** start of Data rows **
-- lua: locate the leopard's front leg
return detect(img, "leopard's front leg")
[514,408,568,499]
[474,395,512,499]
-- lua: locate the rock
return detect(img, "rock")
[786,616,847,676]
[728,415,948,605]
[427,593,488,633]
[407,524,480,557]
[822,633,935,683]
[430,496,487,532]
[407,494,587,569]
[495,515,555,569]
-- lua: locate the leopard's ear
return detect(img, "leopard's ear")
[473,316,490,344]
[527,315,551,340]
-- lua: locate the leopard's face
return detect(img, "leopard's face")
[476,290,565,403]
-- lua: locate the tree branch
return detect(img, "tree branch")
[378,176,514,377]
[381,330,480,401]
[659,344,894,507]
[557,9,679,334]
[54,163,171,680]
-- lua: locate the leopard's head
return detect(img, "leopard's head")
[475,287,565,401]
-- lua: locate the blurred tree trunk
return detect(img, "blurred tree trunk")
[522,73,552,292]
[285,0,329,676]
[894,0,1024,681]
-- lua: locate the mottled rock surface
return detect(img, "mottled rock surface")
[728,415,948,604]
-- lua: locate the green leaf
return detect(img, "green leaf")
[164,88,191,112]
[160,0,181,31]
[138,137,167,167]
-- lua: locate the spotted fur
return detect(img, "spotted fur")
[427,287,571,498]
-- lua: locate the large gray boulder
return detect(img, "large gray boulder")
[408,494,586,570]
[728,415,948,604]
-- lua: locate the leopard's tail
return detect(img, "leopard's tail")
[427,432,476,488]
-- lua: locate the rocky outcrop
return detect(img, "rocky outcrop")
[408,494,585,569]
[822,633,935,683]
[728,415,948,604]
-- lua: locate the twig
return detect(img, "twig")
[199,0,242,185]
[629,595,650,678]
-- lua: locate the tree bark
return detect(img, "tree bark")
** end of Data rows **
# [To be done]
Rewrite all the entries above, putting "find" everywhere "locate" appears and keeping everything else the same.

# [Response]
-- lua: find the leopard's front leg
return detect(img, "leopard's front leg")
[514,408,568,499]
[474,395,512,499]
-- lua: find the rock
return detect(img, "rock")
[786,616,847,676]
[728,415,948,605]
[427,593,488,633]
[407,524,480,557]
[822,633,935,683]
[430,496,487,532]
[407,494,587,569]
[495,515,555,569]
-- lua: find the leopard's ear
return detect(img, "leopard's ear")
[473,316,490,344]
[527,315,551,340]
-- lua: find the leopard's face
return detect(img, "leopard's face")
[476,290,565,403]
-- lua: find the tree branch
return detect(img, "tree branch")
[378,176,514,377]
[381,330,480,401]
[659,344,894,507]
[557,9,679,334]
[54,163,171,680]
-- lua: find the leopard's head
return detect(img, "leopard's head")
[475,287,565,401]
-- lua: find the blurred tree trunk
return detect(img, "blurred tree trunk")
[522,73,552,292]
[285,0,329,676]
[894,0,1024,681]
-- lua: find the mottled rock surface
return detect(img, "mottled rock surface")
[728,415,948,604]
-- lua: find the green leaf
return detect(img, "green leaf")
[164,88,191,112]
[160,0,181,31]
[138,137,167,167]
-- lua: find the spotted fur
return detect(img, "spotted fur")
[427,287,571,498]
-- lua: find the large gray boulder
return detect(img, "large gray boulder")
[408,494,586,570]
[728,415,948,604]
-- lua: find the leopard's tail
return detect(img, "leopard's tail")
[427,432,476,488]
-- lua: find the rocky outcrop
return detect(img, "rocky outcrop")
[408,494,585,569]
[822,633,935,683]
[728,415,948,604]
-- lua: find the twig
return detect(img, "twig")
[199,0,242,185]
[629,595,650,678]
-- lua: find the tree bark
return detect(img, "tree bark")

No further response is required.